■ Do this: Report how many lines of the entries contain the word "dolphin", giving only the number and treating case as significant.

────

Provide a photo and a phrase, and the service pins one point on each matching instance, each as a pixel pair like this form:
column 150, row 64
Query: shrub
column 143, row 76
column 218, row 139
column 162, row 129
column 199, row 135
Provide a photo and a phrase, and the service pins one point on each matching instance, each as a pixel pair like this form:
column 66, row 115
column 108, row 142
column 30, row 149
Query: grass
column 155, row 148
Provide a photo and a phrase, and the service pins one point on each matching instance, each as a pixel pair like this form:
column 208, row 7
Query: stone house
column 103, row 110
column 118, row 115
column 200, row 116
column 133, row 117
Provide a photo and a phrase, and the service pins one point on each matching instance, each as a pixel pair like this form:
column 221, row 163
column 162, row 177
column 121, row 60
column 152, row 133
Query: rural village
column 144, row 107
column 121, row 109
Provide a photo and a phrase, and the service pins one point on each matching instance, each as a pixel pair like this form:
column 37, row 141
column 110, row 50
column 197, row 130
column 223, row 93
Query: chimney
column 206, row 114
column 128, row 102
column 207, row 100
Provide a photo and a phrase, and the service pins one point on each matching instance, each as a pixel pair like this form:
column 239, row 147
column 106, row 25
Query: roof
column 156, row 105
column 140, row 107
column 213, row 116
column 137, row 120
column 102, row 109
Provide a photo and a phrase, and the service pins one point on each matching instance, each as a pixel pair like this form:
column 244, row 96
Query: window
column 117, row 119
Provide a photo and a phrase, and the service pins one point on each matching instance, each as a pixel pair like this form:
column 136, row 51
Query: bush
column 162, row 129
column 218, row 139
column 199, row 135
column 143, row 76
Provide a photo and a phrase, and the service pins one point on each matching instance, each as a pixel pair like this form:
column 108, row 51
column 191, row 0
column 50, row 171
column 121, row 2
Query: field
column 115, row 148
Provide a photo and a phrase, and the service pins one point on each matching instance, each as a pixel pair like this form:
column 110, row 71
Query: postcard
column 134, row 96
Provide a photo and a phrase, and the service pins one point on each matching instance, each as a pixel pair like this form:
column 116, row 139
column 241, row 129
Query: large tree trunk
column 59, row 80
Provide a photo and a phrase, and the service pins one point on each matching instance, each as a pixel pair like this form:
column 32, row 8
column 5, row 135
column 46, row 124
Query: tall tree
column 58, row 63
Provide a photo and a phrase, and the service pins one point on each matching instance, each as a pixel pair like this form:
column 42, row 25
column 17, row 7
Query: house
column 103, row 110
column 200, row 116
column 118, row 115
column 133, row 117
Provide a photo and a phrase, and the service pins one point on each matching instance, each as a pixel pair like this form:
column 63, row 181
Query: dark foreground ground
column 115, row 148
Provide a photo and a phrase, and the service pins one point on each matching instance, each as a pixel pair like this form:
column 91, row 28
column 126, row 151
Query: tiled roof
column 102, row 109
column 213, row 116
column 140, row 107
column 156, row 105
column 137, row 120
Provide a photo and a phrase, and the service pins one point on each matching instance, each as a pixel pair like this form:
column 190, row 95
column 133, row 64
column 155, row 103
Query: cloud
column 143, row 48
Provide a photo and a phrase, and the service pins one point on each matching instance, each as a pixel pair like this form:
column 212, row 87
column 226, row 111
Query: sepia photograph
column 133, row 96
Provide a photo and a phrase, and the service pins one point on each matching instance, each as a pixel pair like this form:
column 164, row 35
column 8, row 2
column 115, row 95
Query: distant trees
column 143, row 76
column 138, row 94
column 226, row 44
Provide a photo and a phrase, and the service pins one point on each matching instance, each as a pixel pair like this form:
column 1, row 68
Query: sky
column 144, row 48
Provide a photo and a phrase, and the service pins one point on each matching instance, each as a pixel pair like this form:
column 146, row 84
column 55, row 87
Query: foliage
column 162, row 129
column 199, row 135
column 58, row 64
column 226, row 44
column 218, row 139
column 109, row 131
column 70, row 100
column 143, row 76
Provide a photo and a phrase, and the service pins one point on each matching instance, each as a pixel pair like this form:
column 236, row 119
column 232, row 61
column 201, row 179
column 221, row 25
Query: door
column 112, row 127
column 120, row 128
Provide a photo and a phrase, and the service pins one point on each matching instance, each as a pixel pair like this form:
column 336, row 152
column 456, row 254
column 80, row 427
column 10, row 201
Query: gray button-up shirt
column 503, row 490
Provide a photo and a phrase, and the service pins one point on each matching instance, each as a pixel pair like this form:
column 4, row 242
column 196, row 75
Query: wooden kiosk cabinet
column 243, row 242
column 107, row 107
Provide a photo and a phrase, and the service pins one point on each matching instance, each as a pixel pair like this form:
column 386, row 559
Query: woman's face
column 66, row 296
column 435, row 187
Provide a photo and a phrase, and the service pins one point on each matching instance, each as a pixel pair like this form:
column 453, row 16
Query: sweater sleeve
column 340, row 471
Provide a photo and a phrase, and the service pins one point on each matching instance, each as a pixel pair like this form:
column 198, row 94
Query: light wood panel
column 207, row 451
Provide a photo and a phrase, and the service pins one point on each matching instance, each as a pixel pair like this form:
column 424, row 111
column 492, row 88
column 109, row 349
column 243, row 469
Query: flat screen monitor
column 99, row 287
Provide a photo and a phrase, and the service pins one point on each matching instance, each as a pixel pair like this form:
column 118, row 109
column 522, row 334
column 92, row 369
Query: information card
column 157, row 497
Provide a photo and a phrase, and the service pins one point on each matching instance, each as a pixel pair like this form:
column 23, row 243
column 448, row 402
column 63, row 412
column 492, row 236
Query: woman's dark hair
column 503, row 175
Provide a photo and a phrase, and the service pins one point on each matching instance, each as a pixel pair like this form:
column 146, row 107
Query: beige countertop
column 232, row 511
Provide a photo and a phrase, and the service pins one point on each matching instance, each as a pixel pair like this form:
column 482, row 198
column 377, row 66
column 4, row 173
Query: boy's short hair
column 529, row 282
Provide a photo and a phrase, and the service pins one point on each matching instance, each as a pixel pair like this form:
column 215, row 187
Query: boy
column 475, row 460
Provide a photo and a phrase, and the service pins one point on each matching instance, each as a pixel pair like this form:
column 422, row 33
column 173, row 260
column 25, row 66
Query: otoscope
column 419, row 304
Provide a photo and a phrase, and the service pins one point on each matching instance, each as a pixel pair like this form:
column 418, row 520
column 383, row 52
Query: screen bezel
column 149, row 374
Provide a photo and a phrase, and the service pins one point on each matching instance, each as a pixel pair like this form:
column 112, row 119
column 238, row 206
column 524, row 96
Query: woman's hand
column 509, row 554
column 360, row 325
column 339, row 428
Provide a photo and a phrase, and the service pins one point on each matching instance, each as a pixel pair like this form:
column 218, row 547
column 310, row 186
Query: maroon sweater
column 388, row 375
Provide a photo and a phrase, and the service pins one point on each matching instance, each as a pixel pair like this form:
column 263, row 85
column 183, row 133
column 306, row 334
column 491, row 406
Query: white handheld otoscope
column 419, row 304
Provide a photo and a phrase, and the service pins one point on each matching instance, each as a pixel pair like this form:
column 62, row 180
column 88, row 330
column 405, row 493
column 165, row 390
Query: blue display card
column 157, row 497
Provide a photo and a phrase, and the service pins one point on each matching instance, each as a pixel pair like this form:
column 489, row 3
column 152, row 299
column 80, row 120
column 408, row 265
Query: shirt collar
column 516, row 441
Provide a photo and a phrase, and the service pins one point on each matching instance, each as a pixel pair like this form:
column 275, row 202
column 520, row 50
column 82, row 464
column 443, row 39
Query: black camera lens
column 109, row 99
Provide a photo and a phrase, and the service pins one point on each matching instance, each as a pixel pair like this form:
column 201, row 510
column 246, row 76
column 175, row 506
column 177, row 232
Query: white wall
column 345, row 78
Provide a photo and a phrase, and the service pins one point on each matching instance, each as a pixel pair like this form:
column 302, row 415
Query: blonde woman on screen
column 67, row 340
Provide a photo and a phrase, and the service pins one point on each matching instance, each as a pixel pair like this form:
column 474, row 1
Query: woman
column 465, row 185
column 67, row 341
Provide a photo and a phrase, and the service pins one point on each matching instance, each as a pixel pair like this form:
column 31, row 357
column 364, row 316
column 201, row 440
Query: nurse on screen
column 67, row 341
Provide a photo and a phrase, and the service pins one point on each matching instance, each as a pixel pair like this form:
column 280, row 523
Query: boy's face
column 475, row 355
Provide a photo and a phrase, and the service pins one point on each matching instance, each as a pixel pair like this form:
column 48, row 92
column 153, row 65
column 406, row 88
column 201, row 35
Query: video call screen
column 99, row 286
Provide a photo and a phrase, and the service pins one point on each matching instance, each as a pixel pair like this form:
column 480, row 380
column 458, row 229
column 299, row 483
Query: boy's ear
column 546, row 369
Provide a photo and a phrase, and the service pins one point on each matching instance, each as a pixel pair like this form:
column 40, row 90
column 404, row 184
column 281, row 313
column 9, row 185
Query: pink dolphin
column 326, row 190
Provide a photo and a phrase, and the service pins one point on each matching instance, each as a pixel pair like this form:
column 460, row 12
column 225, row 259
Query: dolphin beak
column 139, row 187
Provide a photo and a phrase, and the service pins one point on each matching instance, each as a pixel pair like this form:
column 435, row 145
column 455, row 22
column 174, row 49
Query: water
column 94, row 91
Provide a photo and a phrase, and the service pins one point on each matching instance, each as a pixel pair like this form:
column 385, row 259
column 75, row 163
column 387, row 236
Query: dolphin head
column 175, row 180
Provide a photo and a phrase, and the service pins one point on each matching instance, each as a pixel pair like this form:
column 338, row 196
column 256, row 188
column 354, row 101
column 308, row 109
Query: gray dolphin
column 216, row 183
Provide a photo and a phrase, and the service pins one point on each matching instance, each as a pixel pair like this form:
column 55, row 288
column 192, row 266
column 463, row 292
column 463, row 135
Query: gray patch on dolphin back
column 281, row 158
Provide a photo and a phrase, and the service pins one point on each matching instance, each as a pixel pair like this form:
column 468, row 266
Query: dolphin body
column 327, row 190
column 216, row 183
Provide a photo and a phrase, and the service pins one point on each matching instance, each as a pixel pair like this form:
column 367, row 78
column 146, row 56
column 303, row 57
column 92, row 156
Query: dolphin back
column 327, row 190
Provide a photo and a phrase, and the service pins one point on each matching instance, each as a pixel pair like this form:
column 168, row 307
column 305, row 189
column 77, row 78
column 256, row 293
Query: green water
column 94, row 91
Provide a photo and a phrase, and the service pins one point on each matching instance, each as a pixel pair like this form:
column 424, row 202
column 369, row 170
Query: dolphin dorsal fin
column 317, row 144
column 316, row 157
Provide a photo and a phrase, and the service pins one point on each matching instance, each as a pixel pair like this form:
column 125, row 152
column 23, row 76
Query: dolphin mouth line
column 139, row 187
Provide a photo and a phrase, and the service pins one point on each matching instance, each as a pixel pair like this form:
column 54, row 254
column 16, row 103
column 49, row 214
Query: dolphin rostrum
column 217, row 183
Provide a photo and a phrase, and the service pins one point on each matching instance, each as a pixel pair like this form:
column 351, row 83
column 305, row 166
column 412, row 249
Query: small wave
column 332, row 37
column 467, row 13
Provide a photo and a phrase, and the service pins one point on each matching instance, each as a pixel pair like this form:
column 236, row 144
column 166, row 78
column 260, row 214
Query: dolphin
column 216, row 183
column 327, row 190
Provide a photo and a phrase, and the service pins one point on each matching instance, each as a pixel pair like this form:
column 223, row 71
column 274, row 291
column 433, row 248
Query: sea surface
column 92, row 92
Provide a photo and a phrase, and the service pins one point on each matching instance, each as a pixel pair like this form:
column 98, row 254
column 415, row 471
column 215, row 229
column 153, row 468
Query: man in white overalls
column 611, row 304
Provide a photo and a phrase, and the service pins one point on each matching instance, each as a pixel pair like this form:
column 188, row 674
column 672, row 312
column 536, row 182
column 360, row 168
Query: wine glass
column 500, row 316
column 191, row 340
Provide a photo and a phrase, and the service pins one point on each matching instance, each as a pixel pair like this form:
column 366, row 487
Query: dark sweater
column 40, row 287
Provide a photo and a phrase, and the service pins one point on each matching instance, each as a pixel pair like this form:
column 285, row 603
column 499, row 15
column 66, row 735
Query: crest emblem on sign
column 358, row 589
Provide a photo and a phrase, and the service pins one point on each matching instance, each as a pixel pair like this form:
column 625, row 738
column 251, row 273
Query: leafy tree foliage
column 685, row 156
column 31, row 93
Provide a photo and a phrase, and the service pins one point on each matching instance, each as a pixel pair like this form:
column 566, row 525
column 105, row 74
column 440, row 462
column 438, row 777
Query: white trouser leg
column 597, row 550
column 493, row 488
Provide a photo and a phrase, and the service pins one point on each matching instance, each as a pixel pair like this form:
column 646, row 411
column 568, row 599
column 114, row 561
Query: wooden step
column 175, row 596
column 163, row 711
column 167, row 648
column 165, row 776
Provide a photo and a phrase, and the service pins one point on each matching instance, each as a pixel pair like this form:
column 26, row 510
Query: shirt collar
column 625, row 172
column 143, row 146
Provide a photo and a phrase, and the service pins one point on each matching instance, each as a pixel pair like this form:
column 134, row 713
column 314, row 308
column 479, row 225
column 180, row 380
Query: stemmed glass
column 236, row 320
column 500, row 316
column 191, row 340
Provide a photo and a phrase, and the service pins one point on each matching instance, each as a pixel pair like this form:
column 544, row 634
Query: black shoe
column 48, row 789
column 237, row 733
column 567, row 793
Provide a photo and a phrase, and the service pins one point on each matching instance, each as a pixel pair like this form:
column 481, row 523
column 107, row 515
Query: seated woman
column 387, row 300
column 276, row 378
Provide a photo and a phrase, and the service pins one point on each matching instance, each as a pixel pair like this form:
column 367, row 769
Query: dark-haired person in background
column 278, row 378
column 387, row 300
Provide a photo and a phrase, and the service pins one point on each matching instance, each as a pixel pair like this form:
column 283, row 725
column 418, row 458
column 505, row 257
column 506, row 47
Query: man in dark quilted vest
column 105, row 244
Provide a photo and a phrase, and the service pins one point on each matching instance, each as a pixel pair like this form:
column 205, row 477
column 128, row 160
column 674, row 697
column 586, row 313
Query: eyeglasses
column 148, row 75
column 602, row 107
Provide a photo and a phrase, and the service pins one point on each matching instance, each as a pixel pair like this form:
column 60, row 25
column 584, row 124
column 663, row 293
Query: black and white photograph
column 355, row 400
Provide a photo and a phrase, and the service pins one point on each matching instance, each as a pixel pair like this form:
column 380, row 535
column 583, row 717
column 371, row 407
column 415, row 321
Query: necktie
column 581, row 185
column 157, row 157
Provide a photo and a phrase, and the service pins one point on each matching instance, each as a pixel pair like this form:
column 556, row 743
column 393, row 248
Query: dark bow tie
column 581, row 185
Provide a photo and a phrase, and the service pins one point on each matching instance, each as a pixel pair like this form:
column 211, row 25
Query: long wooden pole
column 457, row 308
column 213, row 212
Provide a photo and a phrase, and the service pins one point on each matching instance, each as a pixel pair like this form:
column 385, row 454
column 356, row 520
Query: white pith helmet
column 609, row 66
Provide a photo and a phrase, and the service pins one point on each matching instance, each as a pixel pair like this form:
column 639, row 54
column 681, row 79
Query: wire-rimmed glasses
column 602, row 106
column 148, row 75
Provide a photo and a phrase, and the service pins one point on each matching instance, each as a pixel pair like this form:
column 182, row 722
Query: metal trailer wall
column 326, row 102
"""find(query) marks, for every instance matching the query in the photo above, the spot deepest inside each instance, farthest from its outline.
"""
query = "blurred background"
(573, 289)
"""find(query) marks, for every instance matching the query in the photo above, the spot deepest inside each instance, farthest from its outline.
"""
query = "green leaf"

────

■ Exercise solution: 11